> _DOCUMENT SEGMENT_

𝕴 𝖑𝖎𝖐𝖊 𝖚𝖘𝖎𝖓𝖌 𝖋𝖗𝖆𝖐𝖙𝖚𝖗 𝖋𝖔𝖗 𝖊𝖒𝖕𝖍𝖆𝖘𝖎𝖘. 𝕸𝖆𝖐𝖊𝖘 𝖊𝖛𝖊𝖗𝖞𝖙𝖍𝖎𝖓𝖌 𝖘𝖊𝖊𝖒 𝖊𝖝𝖙𝖗𝖆-𝖌𝖗𝖎𝖒 (𝖔𝖗 𝖒𝖆𝖞𝖇𝖊 𝖇𝖆𝖉𝖑𝖞-𝖙𝖆𝖙𝖙𝖔𝖔𝖊𝖉).
posted by nebulawindphone at 10:41 PM on February 6, 2015 [14 favorites]


mudpuppie: I WORK with a woman who, when wanting to EMPHASIZE words like she would do IN SPEECH, using HAND GESTURES, types those EMPHASIZED WORDS in CAPS.

Oh yes, that is annoying as hell, indeed. It can only be made WORSE if someone deCIdes that emphasizing PARTS of words gives them more inFLECtion and makes their writing more LIVEly and NAtural.
(Yes, that's a thing that happened.)
posted by Too-Ticky at 2:22 AM on February 7, 2015


Whenever I think about people and their terrible online communication skills, I am reminded of this xkcd. (Meanwhile, educators everywhere wring their hands about how little reading the young'uns are doing, ignoring this vast tentacular and pervasive thing that defines modern communication. A fifteen year old who likes Minecraft modding is reading more challenging texts than most sexagenarian librarians.)
posted by sonic meat machine at 5:05 AM on February 7, 2015


mudpuppie: I WORK with a woman who, when wanting to EMPHASIZE words like she would do IN SPEECH, using HAND GESTURES, types those EMPHASIZED WORDS in CAPS.

This is me. I am unapologetic.
posted by mikelieman at 5:10 AM on February 7, 2015 [2 favorites]


In a related experiment, I attached a close-up high-res artfully-lit picture of my hemorrhoids to every outgoing email for a month. Reactions were generally negative. This experiment was less obnoxious, and the result less surprising, than the all-caps thing.
posted by sourcequench at 5:15 AM on February 7, 2015


I'm still looking for the caps-unlock button on my 029 card punch.
posted by MtDewd at 5:20 AM on February 7, 2015 [1 favorite]


Printing by hand in all caps but still using larger "capital letters" to begin sentences, etc is "block lettering" and is typically acceptable to me because my dad does it.

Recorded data

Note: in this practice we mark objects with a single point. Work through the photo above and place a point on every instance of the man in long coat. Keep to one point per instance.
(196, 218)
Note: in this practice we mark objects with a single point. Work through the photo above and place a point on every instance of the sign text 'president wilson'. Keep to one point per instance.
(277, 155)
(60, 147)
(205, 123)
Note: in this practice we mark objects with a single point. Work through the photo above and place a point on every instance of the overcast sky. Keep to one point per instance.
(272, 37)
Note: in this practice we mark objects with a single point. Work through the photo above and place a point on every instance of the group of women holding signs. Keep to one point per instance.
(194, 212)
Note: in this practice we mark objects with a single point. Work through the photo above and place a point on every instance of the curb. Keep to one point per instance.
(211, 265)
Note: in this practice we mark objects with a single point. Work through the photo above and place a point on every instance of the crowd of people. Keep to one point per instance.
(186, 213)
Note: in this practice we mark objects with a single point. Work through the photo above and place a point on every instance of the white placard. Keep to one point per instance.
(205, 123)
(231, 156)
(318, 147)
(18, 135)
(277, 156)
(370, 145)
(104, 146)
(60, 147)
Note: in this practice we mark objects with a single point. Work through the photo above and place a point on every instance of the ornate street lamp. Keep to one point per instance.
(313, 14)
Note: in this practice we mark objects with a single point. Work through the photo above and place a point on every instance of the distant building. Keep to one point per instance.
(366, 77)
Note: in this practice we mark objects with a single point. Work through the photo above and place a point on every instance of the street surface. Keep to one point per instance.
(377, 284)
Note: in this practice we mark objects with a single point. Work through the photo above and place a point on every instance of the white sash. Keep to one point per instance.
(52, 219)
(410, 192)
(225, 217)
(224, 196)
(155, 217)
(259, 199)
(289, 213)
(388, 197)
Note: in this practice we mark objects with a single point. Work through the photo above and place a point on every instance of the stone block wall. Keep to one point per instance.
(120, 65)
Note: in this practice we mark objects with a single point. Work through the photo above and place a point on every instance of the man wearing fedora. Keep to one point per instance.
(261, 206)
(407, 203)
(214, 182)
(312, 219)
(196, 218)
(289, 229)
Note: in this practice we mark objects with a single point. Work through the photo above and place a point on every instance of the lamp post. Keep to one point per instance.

> _DIRECTIVES_
1: In the comment thread about typing in capitals, what is hand printing in all caps called when larger capital letters still begin sentences?
2: In the comment thread about typing in capitals, explain why one commenter likes using fraktur for emphasis.
3: Write the next part of the comment thread about typing in capitals, picking up after its final comment.
This data has no connection to the comment thread about typing in capitals.

> _ANSWERS FOR THIS EXERCISE_
1: It is called block lettering.

2: The commenter likes fraktur because it makes everything seem extra-grim. It may also make things look badly tattooed.

3:
To this day I know people who use caps lock like a shift key, toggling it for a single capital letter as if they were missing a hand or some digits. In fact Windows does have a "sticky keys" feature for accessibility which behaves like an old school shift lock key (like caps lock, and the top row of numbers shifts to symbols). It's easy to turn on by holding your shift key down for too long, but I run into a problem every so often on different keyboards where either the shift key or "Windows key" acts like it's being held down until I whack the key(s) a few times. They aren't physically stuck but they act like it. Huh.
posted by aydeejones at 5:58 AM on February 7, 2015


Many years ago, I was in a World of Warcraft guild where one of officers would capitalize every word. I just couldn't wrap my head around it. What logic explains that?
posted by Brocktoon at 7:47 AM on February 7, 2015


In other news, journalist yells at everyone for a week. Surprisingly, everyone hates it.
posted by dozo at 8:01 AM on February 7, 2015


Oh yes, that is annoying as hell, indeed. It can only be made WORSE if someone deCIdes that emphasizing PARTS of words gives them more inFLECtion and makes their writing more LIVEly and NAtural.

Heh. I used to do that, and still occasionally do that, but never in work emails and only with friends who will realize that I'm mostly making fun of myself because I know that I can get a little overly enthusiastic and hand-gesturey sometimes. I used to do it more, because it very definitely was a common-ish style for online communication in the early 2000s or so, but I've toned it down since then. Mostly.

And it was less about signifying "lively and natural" and more about signifying "I am ranting but doing so in a hyperbolic manner designed to be amusing rather than angry."
posted by jaguar at 10:10 AM on February 7, 2015


I USED TO OWN A COUPLE OF TELETYPE MACHINES. THEY COMMUNICATED USING THE BAUDOT CODE. EACH CHARACTER IN THE CODE WAS REPRESENTED BY 5 BITS ... A MAX OF 32 CHARS (32 MORE WITH A SHIFT-KEY). NONE OF THEM WERE LOWERCASE LETTERS.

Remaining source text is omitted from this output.